◆ THE REQUEST: Arrange all the rows below as a numbered list, skipping any blank lines. Leave the pictures out of your answer.

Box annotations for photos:
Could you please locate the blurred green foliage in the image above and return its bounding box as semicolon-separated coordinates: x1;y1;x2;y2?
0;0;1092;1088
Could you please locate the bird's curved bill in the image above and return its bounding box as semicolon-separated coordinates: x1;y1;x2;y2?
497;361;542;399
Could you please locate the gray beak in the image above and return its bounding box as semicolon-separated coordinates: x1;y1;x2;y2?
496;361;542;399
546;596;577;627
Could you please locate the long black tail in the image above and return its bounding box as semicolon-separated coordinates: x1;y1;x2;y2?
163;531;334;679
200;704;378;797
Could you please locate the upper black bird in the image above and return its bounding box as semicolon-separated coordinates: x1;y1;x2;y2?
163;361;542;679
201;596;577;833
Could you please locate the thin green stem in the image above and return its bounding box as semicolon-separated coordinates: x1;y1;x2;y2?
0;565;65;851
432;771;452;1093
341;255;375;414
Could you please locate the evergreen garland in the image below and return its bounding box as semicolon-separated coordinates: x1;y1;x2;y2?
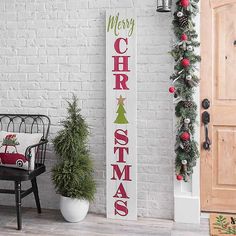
169;0;200;181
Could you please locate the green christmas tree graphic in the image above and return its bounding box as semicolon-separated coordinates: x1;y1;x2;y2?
114;95;129;124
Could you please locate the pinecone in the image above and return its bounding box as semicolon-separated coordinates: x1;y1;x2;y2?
183;142;191;153
184;101;193;108
179;15;188;28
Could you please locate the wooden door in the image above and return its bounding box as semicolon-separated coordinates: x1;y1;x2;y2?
201;0;236;213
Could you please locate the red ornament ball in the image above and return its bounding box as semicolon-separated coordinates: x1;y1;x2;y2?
180;132;190;141
180;0;189;7
181;34;188;41
169;86;175;93
176;175;183;181
181;58;190;68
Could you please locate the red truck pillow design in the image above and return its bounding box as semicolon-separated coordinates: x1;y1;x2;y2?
0;131;42;170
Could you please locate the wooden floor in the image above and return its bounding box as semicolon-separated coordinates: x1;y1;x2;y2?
0;206;209;236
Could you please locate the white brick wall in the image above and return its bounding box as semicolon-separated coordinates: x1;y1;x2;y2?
0;0;174;218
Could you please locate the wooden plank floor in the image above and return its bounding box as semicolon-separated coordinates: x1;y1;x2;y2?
0;206;209;236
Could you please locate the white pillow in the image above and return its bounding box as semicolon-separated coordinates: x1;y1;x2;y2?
0;131;43;170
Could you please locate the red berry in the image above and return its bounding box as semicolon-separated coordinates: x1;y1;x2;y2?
180;0;189;7
169;87;175;93
181;58;190;67
180;132;190;141
181;34;188;41
176;175;183;181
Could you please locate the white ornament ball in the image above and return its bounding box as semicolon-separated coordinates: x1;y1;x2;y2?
184;118;190;124
177;11;184;17
186;75;192;80
187;46;193;52
182;160;188;165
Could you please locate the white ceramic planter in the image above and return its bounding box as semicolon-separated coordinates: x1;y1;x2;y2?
60;196;89;223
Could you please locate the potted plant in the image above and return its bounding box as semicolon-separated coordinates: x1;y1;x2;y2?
52;95;96;222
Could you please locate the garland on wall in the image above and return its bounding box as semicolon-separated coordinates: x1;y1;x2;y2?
169;0;200;181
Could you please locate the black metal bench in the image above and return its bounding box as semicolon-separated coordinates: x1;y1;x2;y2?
0;114;50;230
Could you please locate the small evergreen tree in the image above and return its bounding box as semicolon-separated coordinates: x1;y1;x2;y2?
114;96;129;124
52;95;96;201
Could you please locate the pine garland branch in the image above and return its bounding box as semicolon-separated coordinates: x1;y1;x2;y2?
169;0;201;181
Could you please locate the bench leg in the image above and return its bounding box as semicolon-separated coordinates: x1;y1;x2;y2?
31;178;42;213
15;181;22;230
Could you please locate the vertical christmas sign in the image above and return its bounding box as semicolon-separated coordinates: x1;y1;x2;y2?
106;9;137;220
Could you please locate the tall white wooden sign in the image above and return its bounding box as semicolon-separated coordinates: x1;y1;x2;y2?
106;9;137;220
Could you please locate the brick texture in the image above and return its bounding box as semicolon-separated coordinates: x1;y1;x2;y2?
0;0;174;218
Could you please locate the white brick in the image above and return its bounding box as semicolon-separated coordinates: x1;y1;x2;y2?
0;0;174;218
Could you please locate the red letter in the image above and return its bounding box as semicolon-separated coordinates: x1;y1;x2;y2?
114;147;129;163
114;129;129;146
111;165;131;181
114;38;128;54
114;200;129;216
113;183;129;198
113;74;129;90
112;56;130;71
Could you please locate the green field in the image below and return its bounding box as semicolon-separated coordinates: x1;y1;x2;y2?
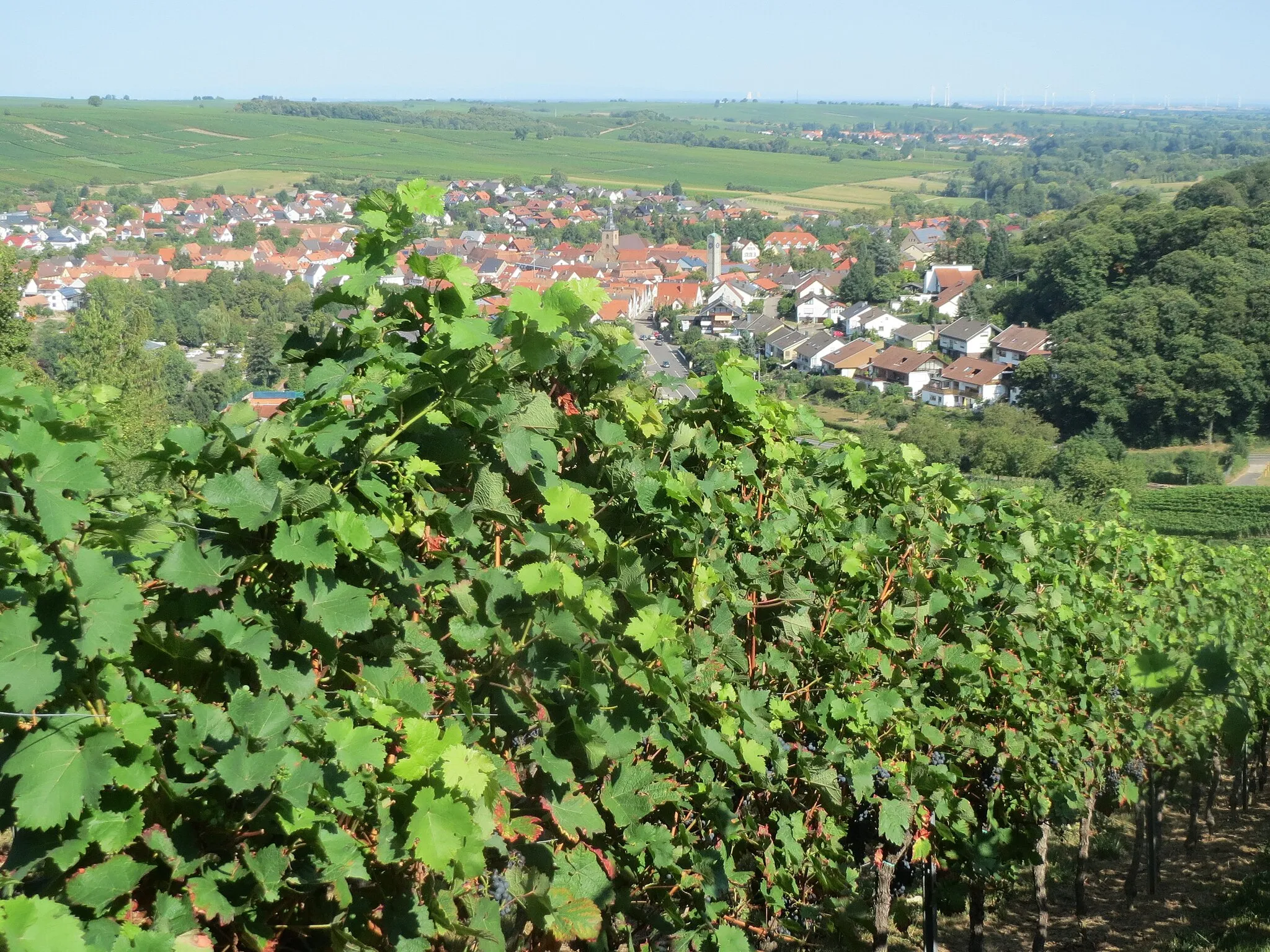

◆ REPLY:
1. Could you please locate the blurred green foliage in the image above and return its bounding box as semicolon-separated coordinates: x1;y1;x2;y2?
2. 0;0;1092;1088
3. Could you please locate the bird's curved bill in the image above and return its bounding box as semicolon-separated coordinates: x1;y1;x2;y2?
4. 497;361;542;399
5. Could you please locate the gray beak in the image above and return its bounding box as semicolon-separated coordinates: x1;y1;x2;y2?
6. 496;361;542;399
7. 546;596;577;627
8. Could you please locate the long black tail in the image above and return its bounding box as semicolon-separated coordinates: x1;y1;x2;y2?
9. 163;531;334;679
10. 200;704;378;797
11. Could you please locate the upper black bird in the image above and return its bounding box as semicolon-separated coordinates: x1;y1;x2;y2?
12. 163;361;542;679
13. 201;596;577;833
14. Could you please locate the thin green stem in the image above and return its bounding box as semicolon-separated coordinates: x1;y1;x2;y2?
15. 0;565;65;851
16. 432;771;452;1093
17. 341;255;375;414
18. Could you please locate the evergreen garland in the image below and return its bounding box as semicolon-separated coordinates: x1;y1;x2;y2?
19. 169;0;200;181
20. Could you please locate the green christmas tree graphic in the image above and return its bounding box as semicolon-separated coordinates: x1;y1;x2;y2?
21. 114;95;129;124
22. Could you please locate the pinecone in the image above and return its bounding box as semicolon-separated coordinates: x1;y1;x2;y2?
23. 183;142;191;153
24. 184;101;193;108
25. 179;15;188;28
26. Could you please locate the wooden door in the image above and return its bounding box as semicolon-separated coordinates: x1;y1;x2;y2?
27. 201;0;236;213
28. Could you please locate the red ornament ball in the image above and return its bounding box as semicolon-separated coordinates: x1;y1;x2;y2?
29. 180;132;190;141
30. 180;0;189;7
31. 181;34;188;41
32. 169;86;175;93
33. 176;175;183;181
34. 181;58;190;68
35. Could you please locate the red truck pillow design in the image above and return its bounding box as semicolon-separated coordinates: x1;y1;x2;y2?
36. 0;131;42;170
37. Could you please locate the wooden floor in the image above and return its bounding box as semicolon-separated coordinates: x1;y1;x2;y2?
38. 0;206;209;236
39. Could you please locate the white brick wall in the image above and return its bounding box as semicolon-separated coordinates: x1;y1;x2;y2?
40. 0;0;174;218
41. Could you please locate the wooden plank floor in the image above and return its bounding box as semicolon-separated coordinates: x1;y1;x2;y2?
42. 0;206;209;236
43. Could you please locate the white pillow in the image above and return its bounding box as semicolon-separated coordinates: x1;y1;x2;y2?
44. 0;131;43;170
45. Could you please locate the red berry in the image above and return its bounding box as semicolon-separated coordinates: x1;y1;x2;y2?
46. 180;0;189;7
47. 169;87;175;93
48. 181;58;190;67
49. 180;132;190;141
50. 181;34;188;41
51. 176;175;183;181
52. Could you please locate the white ornament ball in the image above and return its bounding box as semicolon-separated coordinates: x1;y1;x2;y2?
53. 184;118;190;124
54. 177;11;184;17
55. 186;75;192;80
56. 187;46;193;52
57. 182;160;188;165
58. Could you please locate the white ceramic planter in the image above and return its bounding box as semicolon-separated coordinates: x1;y1;x2;y2?
59. 60;196;89;223
60. Could you please locate the potted plant in the image above and return its bounding box as semicolon-separated coordinates: x1;y1;x2;y2?
61. 52;95;96;222
62. Could you please locate the garland on wall in the image above and return its bounding box as semicolon-separated coordinates: x1;y1;x2;y2?
63. 169;0;200;181
64. Could you please locate the black metal bench in the image above and return its bounding box as semicolon-separated coordinates: x1;y1;x2;y2?
65. 0;114;50;230
66. Could you please locate the small evergreen tree in the image above and return its bounding box as semicolon-separated coordinates: x1;y1;x2;y2?
67. 114;96;129;124
68. 52;95;96;201
69. Could you please locate the pine garland branch in the image above and return its bounding box as semicolon-separated coordinates: x1;y1;x2;y2?
70. 169;0;201;181
71. Could you please locate the bench leg in the image above and return its bounding box as semicolon-separated coordinates: x1;y1;x2;y2?
72. 31;178;42;213
73. 15;181;22;230
74. Could you please locate the vertical christmas sign in the image above and return its bounding box as semicolon-separated coordinates: x1;y1;x2;y2?
75. 106;9;137;220
76. Could you please locate the tall white wooden sign in the image above and return its bounding box as semicolon-separated coordinates: x1;y1;x2;y2?
77. 106;9;137;220
78. Could you please locate the brick texture in the image above and return its bounding box as semicolon-separated coordinates: x1;y1;x2;y2?
79. 0;0;174;218
80. Could you please locate the white brick in the image above and return its bounding box as semicolon-separated coordinates: x1;y1;x2;y2?
81. 0;0;174;218
82. Could you please locate the red letter in the image above and return its bounding box as semicolon-separated coordinates: x1;y1;x2;y2?
83. 114;147;129;163
84. 114;129;129;146
85. 111;165;131;181
86. 114;38;128;54
87. 114;200;129;216
88. 113;183;129;198
89. 113;74;129;90
90. 112;56;130;71
91. Could you please locate the green field in the image below and return its bounding box as semicolon-separated coordinates: x1;y1;x2;y2?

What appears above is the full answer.